> **PROMPT**: Put every line of the records below into a Markdown table with two columns, Row and Text. Number each line in Row, give the line itself in Text, and skip blank lines.
++++++++++++++++++++
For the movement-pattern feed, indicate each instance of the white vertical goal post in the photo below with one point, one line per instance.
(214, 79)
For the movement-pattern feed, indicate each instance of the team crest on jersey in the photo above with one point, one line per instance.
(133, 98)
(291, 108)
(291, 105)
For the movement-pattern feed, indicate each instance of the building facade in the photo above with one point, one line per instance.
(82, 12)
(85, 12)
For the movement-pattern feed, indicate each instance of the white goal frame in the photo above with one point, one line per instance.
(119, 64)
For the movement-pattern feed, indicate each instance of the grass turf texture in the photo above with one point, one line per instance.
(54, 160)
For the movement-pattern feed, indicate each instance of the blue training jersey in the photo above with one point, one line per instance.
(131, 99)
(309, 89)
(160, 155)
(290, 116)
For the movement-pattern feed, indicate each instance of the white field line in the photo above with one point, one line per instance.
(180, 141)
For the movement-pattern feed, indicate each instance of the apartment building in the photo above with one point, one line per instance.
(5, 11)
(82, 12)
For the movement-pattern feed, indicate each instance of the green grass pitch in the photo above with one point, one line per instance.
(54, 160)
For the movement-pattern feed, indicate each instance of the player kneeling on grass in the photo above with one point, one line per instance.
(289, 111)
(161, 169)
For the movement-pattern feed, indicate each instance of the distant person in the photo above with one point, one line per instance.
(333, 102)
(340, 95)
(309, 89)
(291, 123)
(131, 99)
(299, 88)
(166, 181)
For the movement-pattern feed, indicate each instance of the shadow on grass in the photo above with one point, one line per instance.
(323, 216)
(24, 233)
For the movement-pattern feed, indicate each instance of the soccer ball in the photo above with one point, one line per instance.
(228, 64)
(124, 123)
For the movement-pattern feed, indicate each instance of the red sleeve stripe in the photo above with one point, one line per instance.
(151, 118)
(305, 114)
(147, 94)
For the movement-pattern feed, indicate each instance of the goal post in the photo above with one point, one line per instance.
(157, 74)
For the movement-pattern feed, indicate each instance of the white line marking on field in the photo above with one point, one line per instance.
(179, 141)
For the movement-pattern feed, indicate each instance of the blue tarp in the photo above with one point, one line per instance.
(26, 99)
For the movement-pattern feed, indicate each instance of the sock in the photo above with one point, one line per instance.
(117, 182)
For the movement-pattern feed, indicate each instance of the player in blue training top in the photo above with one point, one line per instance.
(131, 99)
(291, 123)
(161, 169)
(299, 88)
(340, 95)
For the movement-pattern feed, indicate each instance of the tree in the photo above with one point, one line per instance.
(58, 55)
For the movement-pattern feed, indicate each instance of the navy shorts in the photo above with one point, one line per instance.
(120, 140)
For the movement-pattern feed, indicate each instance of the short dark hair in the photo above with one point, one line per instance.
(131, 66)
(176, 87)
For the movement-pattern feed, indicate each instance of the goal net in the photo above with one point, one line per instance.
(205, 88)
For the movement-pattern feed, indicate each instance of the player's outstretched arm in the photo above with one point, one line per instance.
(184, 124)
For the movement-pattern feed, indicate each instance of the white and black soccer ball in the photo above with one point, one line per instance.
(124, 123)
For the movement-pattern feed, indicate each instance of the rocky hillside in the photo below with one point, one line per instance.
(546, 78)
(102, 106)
++++++++++++++++++++
> **EXPECTED ANSWER**:
| Row | Text |
|---|---|
| 1 | For the movement-pattern feed, indicate each instance of the white vertical goal post in the photo below with one point, one line per instance. |
| 2 | (214, 79) |
| 3 | For the movement-pattern feed, indicate each instance of the team crest on jersey in the photo above with one point, one line per instance. |
| 4 | (133, 98) |
| 5 | (291, 108) |
| 6 | (291, 105) |
| 7 | For the movement-pattern feed, indicate each instance of the building facade in the photo above with one point, one line per instance. |
| 8 | (82, 12) |
| 9 | (85, 12) |
| 10 | For the movement-pattern feed, indicate each instance of the white goal frame in the photo above with one point, one line per instance. |
| 11 | (119, 64) |
| 12 | For the movement-pattern feed, indicate each instance of the grass turf texture in the photo above with one point, one line per instance. |
| 13 | (54, 160) |
| 14 | For the movement-pattern feed, indicate each instance of the blue training jersey in the photo above with one point, one line per instance. |
| 15 | (131, 99) |
| 16 | (309, 89) |
| 17 | (160, 155) |
| 18 | (290, 116) |
| 19 | For the movement-pattern feed, indicate each instance of the white field line in the photo above with one point, one line per instance. |
| 20 | (180, 141) |
| 21 | For the movement-pattern feed, indicate each instance of the apartment building in the photo above with one point, one line per instance. |
| 22 | (5, 11) |
| 23 | (82, 12) |
| 24 | For the movement-pattern feed, indicate each instance of the green grass pitch in the photo above with one point, one line per instance. |
| 25 | (54, 160) |
| 26 | For the movement-pattern feed, indicate each instance of the player kneeling on grass in the photo above with one point, one line per instance. |
| 27 | (289, 111) |
| 28 | (161, 169) |
| 29 | For the movement-pattern feed, indicate each instance of the distant person in the photo above with one point, one line per instance. |
| 30 | (333, 102) |
| 31 | (340, 95) |
| 32 | (309, 89) |
| 33 | (291, 123) |
| 34 | (131, 99) |
| 35 | (299, 88) |
| 36 | (166, 181) |
| 37 | For the movement-pattern feed, indicate each instance of the shadow on grass in the photo above with one point, one line per instance. |
| 38 | (323, 216) |
| 39 | (24, 233) |
| 40 | For the movement-pattern feed, indicate each instance of the soccer ball in the photo above with one point, one line per instance. |
| 41 | (228, 64) |
| 42 | (124, 123) |
| 43 | For the movement-pattern feed, indicate each instance of the red sleeve stripe in the photo above with one point, one line per instance. |
| 44 | (151, 118) |
| 45 | (305, 114) |
| 46 | (147, 94) |
| 47 | For the movement-pattern feed, indicate each instance of the goal post in the photo above with one point, one line per instance. |
| 48 | (157, 74) |
| 49 | For the movement-pattern feed, indicate each instance of the white line marking on field in the photo above with one point, one line per instance. |
| 50 | (179, 141) |
| 51 | For the movement-pattern feed, indicate each instance of the blue tarp in the photo above with one point, one line per instance. |
| 52 | (26, 99) |
| 53 | For the movement-pattern feed, indicate each instance of the sock in the photo above with one point, one line per instance. |
| 54 | (117, 182) |
| 55 | For the movement-pattern feed, indicate each instance of the player in blue training top in the photo above with one point, one line per instance. |
| 56 | (131, 99) |
| 57 | (291, 123) |
| 58 | (161, 169) |
| 59 | (299, 88) |
| 60 | (340, 95) |
| 61 | For the movement-pattern feed, indicate each instance of the tree in the photo above with one point, one line per instance. |
| 62 | (58, 55) |
| 63 | For the movement-pattern feed, indicate each instance of the navy shorts in the photo above with one point, one line per instance. |
| 64 | (120, 140) |
| 65 | For the movement-pattern feed, indicate each instance of the short dark hair in the photo above with one point, one line per instance. |
| 66 | (131, 66) |
| 67 | (176, 87) |
| 68 | For the movement-pattern feed, indicate each instance of the goal net in the photo above with one point, one line per instance. |
| 69 | (205, 88) |
| 70 | For the movement-pattern feed, indicate each instance of the player's outstretched arm in the photo above with one point, one line per instance. |
| 71 | (184, 124) |
| 72 | For the movement-pattern feed, indicate each instance of the white and black soccer ball in the photo above with one point, one line per instance. |
| 73 | (124, 123) |
| 74 | For the movement-pattern feed, indicate each instance of the rocky hillside in the photo below with one point, one line per instance. |
| 75 | (546, 78) |
| 76 | (102, 106) |